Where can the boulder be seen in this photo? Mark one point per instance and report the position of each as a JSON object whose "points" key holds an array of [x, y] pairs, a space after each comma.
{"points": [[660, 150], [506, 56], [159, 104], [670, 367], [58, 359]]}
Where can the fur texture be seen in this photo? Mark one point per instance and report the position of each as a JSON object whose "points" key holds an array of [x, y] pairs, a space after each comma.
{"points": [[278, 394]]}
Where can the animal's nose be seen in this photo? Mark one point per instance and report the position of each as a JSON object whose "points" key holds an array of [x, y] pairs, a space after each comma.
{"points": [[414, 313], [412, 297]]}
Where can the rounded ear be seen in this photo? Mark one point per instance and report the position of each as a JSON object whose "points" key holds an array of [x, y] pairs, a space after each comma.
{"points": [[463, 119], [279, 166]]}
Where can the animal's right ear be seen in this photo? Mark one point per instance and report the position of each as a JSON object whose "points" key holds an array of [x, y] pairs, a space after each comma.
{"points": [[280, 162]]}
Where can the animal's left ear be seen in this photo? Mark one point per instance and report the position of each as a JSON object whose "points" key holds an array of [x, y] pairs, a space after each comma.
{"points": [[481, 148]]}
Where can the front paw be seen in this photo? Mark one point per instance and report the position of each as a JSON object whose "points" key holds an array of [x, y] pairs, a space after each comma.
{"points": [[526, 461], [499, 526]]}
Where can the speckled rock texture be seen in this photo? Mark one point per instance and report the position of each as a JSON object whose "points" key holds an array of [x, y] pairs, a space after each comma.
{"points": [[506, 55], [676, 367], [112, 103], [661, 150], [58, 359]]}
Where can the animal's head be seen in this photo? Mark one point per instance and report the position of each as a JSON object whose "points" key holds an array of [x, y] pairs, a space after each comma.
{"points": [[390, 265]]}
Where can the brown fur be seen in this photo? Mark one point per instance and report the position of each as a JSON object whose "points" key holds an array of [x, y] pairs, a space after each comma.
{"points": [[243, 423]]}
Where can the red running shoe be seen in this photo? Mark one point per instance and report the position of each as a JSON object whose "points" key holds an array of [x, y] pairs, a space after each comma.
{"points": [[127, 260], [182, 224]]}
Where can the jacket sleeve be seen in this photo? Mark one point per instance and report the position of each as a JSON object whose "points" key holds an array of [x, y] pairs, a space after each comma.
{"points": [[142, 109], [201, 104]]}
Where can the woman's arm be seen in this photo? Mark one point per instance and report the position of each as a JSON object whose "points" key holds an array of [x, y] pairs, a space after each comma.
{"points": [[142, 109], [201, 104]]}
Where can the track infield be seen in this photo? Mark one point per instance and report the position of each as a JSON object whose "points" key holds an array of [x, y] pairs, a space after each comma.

Goal of the exercise
Set down the listing in full, keeping every word exactly as it is.

Completed task
Where can the boulder be seen in this photo? Mark one point per instance and report the position of each as a JSON object whose "points" key holds an array of [x, y] pairs, a space after each comma.
{"points": [[660, 150], [506, 56], [159, 104], [670, 367], [58, 359]]}
Where can the fur texture be seen in this photo? Mark one point per instance and report the position of each as a JSON object whose "points" key holds an array of [x, y] pairs, a space after each comma.
{"points": [[278, 394]]}
Where can the animal's nose be seen in this photo? Mark one point per instance and report the position of each as a JSON object whose "points" key holds an array of [x, y] pairs, a space after each comma.
{"points": [[414, 313], [412, 297]]}
Where can the rounded ear be seen in this photo? Mark one point per instance and report the position of each as a JSON object whose "points" key holds an array of [x, y] pairs, a space after each comma.
{"points": [[463, 119], [279, 166]]}
Where can the animal's right ear be seen in this photo? Mark one point per instance and report the position of each as a JSON object whose "points" key holds an array of [x, y] pairs, a space after each comma.
{"points": [[280, 162]]}
Where can the animal's left ear be seen in this photo? Mark one point per instance and report the position of each as a JSON object whose "points" key holds an array of [x, y] pairs, a space after each comma.
{"points": [[481, 148]]}
Where can the front paw be seen in this photo? Mark one point per instance and report the position of each as a JSON object whose "points" key holds an array of [x, y] pairs, a space after each comma.
{"points": [[526, 461], [499, 526]]}
Where can the speckled rock texture be seen in this photo? Mark one point per instance and report the position of each as a JSON object whose "points" key holds an array of [x, y] pairs, a space after each comma.
{"points": [[506, 55], [676, 367], [112, 103], [661, 150], [58, 359]]}
Where can the animal's head be seen in this photo? Mark one point per instance and report the position of each as a JSON object whose "points" key holds an array of [x, y] pairs, a space after each comma.
{"points": [[390, 265]]}
Where can the brown fur be seen in this photo? Mark one point per instance and report the position of each as a JSON object whose "points" key holds an array of [x, y] pairs, a space after each comma.
{"points": [[243, 423]]}
Where can the red running shoe be seen in this photo? Mark one point per instance and report the position of each as a JSON object whose "points" key holds an array of [x, y] pairs, a space after each comma.
{"points": [[127, 260], [182, 224]]}
Where can the jacket sleeve be seen in this photo? Mark one point per instance and report the position of each as a JSON object whose "points" key holds an array of [x, y] pairs, a space after each comma.
{"points": [[142, 109], [201, 104]]}
Where can the woman's arm be seen in this photo? Mark one point per instance and report the position of each as a JSON object whose "points" key holds an array of [x, y] pairs, a space after each comma.
{"points": [[142, 109], [201, 104]]}
Where can the track infield be seen in this photo? Mark one point per instance and report the position of each as a JSON object whose "points" key holds an array of [x, y] pairs, a space after each comma.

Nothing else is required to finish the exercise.